───── Data listing

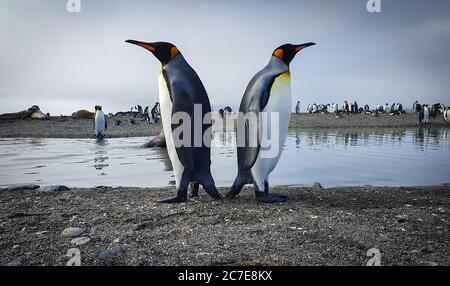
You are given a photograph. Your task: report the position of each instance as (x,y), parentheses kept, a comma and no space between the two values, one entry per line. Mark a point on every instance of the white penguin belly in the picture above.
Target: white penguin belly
(166,118)
(280,101)
(99,123)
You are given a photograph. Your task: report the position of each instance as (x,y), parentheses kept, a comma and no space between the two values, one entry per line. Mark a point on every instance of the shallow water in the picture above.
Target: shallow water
(379,157)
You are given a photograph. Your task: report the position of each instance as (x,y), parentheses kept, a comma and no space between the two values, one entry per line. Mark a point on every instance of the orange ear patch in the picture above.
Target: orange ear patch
(174,52)
(279,54)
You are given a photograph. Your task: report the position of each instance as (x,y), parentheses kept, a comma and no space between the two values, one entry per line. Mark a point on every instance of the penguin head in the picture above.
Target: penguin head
(287,52)
(164,52)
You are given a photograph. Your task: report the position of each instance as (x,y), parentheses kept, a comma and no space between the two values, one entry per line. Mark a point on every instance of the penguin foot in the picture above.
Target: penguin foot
(270,198)
(175,200)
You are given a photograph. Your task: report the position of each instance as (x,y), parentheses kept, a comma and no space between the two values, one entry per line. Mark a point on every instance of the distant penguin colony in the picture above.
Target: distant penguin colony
(268,91)
(100,123)
(179,89)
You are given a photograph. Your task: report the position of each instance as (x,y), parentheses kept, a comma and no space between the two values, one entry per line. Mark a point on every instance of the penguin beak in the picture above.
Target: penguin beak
(302,46)
(147,46)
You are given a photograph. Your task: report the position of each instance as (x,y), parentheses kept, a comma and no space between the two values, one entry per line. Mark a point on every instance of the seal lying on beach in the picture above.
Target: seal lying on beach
(83,114)
(33,112)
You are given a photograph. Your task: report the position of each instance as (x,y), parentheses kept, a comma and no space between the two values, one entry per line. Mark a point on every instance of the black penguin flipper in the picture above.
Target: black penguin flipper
(183,103)
(254,101)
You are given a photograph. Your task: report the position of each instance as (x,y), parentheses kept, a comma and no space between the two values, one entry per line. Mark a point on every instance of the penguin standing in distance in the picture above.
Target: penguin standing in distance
(100,123)
(426,113)
(180,88)
(269,91)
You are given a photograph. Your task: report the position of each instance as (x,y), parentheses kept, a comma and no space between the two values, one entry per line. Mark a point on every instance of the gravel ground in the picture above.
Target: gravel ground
(410,226)
(64,127)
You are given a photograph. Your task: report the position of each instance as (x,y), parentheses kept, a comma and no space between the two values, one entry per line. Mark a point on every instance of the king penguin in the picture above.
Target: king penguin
(100,123)
(180,89)
(269,91)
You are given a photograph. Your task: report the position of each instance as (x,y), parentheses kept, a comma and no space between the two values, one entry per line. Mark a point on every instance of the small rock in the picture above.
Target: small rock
(108,255)
(317,185)
(53,189)
(80,241)
(14,263)
(22,187)
(72,232)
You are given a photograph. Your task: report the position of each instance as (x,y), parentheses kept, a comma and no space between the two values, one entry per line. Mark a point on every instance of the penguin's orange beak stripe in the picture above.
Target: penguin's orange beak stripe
(148,47)
(173,53)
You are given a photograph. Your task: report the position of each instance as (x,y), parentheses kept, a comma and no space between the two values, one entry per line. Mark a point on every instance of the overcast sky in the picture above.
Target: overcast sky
(69,61)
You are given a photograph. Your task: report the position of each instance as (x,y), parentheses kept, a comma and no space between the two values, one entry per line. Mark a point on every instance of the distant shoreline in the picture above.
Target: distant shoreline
(66,127)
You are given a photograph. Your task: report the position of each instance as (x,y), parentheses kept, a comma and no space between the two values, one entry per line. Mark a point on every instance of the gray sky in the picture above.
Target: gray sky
(65,62)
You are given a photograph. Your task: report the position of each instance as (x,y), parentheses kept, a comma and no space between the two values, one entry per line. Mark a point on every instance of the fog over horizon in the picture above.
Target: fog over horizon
(64,61)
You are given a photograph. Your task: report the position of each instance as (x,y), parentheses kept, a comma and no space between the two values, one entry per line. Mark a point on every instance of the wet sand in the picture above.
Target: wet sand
(66,127)
(315,227)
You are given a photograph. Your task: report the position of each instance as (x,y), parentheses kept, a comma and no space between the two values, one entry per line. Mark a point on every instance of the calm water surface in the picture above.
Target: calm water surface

──────────

## Your objective
Please set down the lines above word for word and leave out the pictures.

## Response to the task
You are given a photograph. Your task: report the position of each instance as (x,y), parentheses kept, a comma and no space between the two values, one entry per line. Mark a point on every instance of the white penguin belly in the picture above.
Target: white penguin belly
(166,118)
(280,101)
(99,123)
You are given a photograph. Your task: report the position of each instance as (x,y), parentheses kept, a comma and no space between the two values, one entry per line. Mark a point on every instance of the shallow water in the picture above.
Target: shallow water
(379,157)
You are given a photograph. Your task: report the position of each instance as (x,y), parentheses kept, a comma and no space between the two values, one entry per line. Mark a point on every instance of the orange ear patch in the picture above.
Target: orange ear patch
(174,52)
(279,54)
You are given a photograph. Your task: report the position of each instance as (x,y), parentheses kept, a comma and no space between the two values, one entry per line. Mark a point on every instance of the penguin head in the picture above.
Target: penguin head
(287,52)
(164,52)
You are given a photograph. Your task: report the position of each instance as (x,y), parentheses kept, a comma and no space between the two values, one entry per line. Mark a point on every instance of the penguin foot in the picture above.
Target: penguin foot
(270,198)
(175,200)
You are given a photograph. Your task: report the position of each instance as (x,y), parentheses kept, a comma and no space between the two values, one entry per line. Mark a point on every instance of the distant penguin colony in the picture above.
Target: distant penguin colony
(268,91)
(100,123)
(179,89)
You are given a photograph. Your task: report the position of each instance as (x,y), parentheses kept, a comma and no space between the two values, one entry per line. Mark a point on every instance of the penguin beak in the picture above.
Target: penguin beak
(302,46)
(147,46)
You are given a photograph. Your task: report the position of each instance as (x,y), parentheses kept, a comma and no space between the two values, one entry per line. Mark a point on every instance of the seal lying on beach in the picture above.
Target: seal lying on beach
(83,114)
(33,112)
You are given a photograph. Your task: report the position of each instance as (x,y), parentheses kept, a comma and no space between the two values, one entry per line. Mark a point on every instance of the black penguin flipper in the picture above.
Target: black penguin flipper
(183,103)
(254,101)
You are given a photograph. Your task: report the position of each instance as (x,y), parentheses kept, a comma and no space between the two values, one entry per line. Mark a point on every instance of the penguin standing in distance in the picture above.
Target: penguin standing in distance
(100,123)
(426,113)
(180,88)
(269,91)
You are given a photograph. Your task: report the position of each instance as (x,y), parentheses kept, a comma and no space between the two values, one entry per line. Mark a point on every instance of the gravel ground in the picture above.
Target: gravel ground
(410,226)
(64,127)
You are given a photograph. Your task: report the position of each instance as (x,y), parentheses kept, a comma and no space between the two values, one entry per line. Mark a point on every instance of the king penguin in the picture above.
Target: king penguin
(100,123)
(180,89)
(269,91)
You are given a photograph. Your task: report the position of each instance as (x,y), parentheses kept, a comma and no space between the two values, one entry per line. Mark a point on every instance of the small rock in the picture above.
Target: small rock
(108,255)
(317,185)
(53,189)
(80,241)
(14,263)
(22,187)
(72,232)
You are given a photograph. Your task: report the position of each instance as (x,y), parentheses kept, a comma and no space between the two values, one entry per line. Mark a point on every instance of the penguin's orange beak stripe in the picture above.
Target: penguin's orange beak stripe
(148,47)
(173,53)
You are given a photograph. Your task: report the position of each instance as (x,y), parentheses kept, a comma and no space between the two values, one entry per line. Mark a point on every instance of the overcast sky in the picture above.
Target: overcast sky
(69,61)
You are given a photograph. Your task: report the position of each instance as (x,y), parentheses kept, a comma and no space between the two values, one entry per line. Mark a point on every instance of the distant shoreline in the picture above.
Target: distant shoreline
(66,127)
You are given a photograph. Your task: report the position of each instance as (x,y), parentheses kept, a comma and no space between the two values, one entry per line. Mark a point on every instance of the gray sky in the picture above.
Target: gray sky
(65,62)
You are given a photograph. Your task: report the position of each instance as (x,y), parentheses kept, a comma and no space between the two values, one entry per line. Mark a point on every instance of the fog over horizon in the picture above.
Target: fog over horizon
(64,61)
You are given a photograph. Your task: report the position of each instance as (x,y), parentheses kept, a comma and no space between the two values, one entry per line. Mark a point on every instance of the wet sand in the picture above.
Target: wet sand
(66,127)
(315,227)
You are given a photograph. Your task: report the position of each instance as (x,y), parentheses kept, a comma and no space between the two values, one entry per line. Mark a point on every instance of the calm water surface in the picture above.
Target: calm water surface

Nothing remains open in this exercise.